## Passage to read
·····

Yes, she has her own standards and rate products based on those standards, and if you don't agree with them well that doesn't mean she is wrong anyway, you two just have different opinions on what a good product should be/contain.
overall, I think that what Paula's trying to do is educating comsumers, and if she's not perfect, well no one is.
(this is not a review on paula's products but only on Beautipedia. I personally find that many people are reviewing both in this thread)
I use her website to check out possibly irritating ingredients, but otherwise I don't generally listen to her reviews. I absolutely love her products but it's very odd to see her own products all labeled as "BEST" on Beautypedia.
I completely understand why she would give poor ratings to products with fragrance though. My beloved Nivea Creme is rated poorly on her site, but I understand that even though I don't get a reaction from it, it is *potentially* more irritating than a non-fragranced cream.
Overall, it's a good starting point but I would take her reviews with a grain of salt.
My main problem with "beautypedia" is that it is subtly marketed as a dictionary of un-biased product reviews and 'professional" opinions....which it is FAR from.

·····

## Provided records
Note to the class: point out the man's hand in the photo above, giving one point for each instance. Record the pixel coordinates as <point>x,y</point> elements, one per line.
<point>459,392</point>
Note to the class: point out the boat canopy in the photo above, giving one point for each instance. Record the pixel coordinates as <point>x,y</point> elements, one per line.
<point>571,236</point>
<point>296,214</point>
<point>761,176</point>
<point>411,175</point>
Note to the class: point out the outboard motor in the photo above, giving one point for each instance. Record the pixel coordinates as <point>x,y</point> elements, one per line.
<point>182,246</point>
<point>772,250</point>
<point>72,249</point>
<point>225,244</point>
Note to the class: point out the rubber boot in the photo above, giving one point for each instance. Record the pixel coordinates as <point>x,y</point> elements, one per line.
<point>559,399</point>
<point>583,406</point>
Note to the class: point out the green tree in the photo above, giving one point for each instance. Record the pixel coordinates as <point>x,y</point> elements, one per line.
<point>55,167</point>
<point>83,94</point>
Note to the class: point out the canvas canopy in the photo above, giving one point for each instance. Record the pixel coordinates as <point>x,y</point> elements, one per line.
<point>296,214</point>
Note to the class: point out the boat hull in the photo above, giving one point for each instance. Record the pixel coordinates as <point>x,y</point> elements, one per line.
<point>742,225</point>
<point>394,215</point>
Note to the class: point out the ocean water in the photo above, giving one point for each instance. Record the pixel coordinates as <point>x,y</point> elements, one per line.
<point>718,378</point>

·····

## Written exercise 1
Repeat the Beautypedia comments word for word.
## Written exercise 2
Reproduce the part of the listing that opens with its first line and closes with the line containing "<point>583,406</point>", keeping both of those lines.
The Beautypedia comments and the listing come from separate sources.

## Task output 1
Yes, she has her own standards and rate products based on those standards, and if you don't agree with them well that doesn't mean she is wrong anyway, you two just have different opinions on what a good product should be/contain.
overall, I think that what Paula's trying to do is educating comsumers, and if she's not perfect, well no one is.
(this is not a review on paula's products but only on Beautipedia. I personally find that many people are reviewing both in this thread)
I use her website to check out possibly irritating ingredients, but otherwise I don't generally listen to her reviews. I absolutely love her products but it's very odd to see her own products all labeled as "BEST" on Beautypedia.
I completely understand why she would give poor ratings to products with fragrance though. My beloved Nivea Creme is rated poorly on her site, but I understand that even though I don't get a reaction from it, it is *potentially* more irritating than a non-fragranced cream.
Overall, it's a good starting point but I would take her reviews with a grain of salt.
My main problem with "beautypedia" is that it is subtly marketed as a dictionary of un-biased product reviews and 'professional" opinions....which it is FAR from.

## Task output 2
Note to the class: point out the man's hand in the photo above, giving one point for each instance. Record the pixel coordinates as <point>x,y</point> elements, one per line.
<point>459,392</point>
Note to the class: point out the boat canopy in the photo above, giving one point for each instance. Record the pixel coordinates as <point>x,y</point> elements, one per line.
<point>571,236</point>
<point>296,214</point>
<point>761,176</point>
<point>411,175</point>
Note to the class: point out the outboard motor in the photo above, giving one point for each instance. Record the pixel coordinates as <point>x,y</point> elements, one per line.
<point>182,246</point>
<point>772,250</point>
<point>72,249</point>
<point>225,244</point>
Note to the class: point out the rubber boot in the photo above, giving one point for each instance. Record the pixel coordinates as <point>x,y</point> elements, one per line.
<point>559,399</point>
<point>583,406</point>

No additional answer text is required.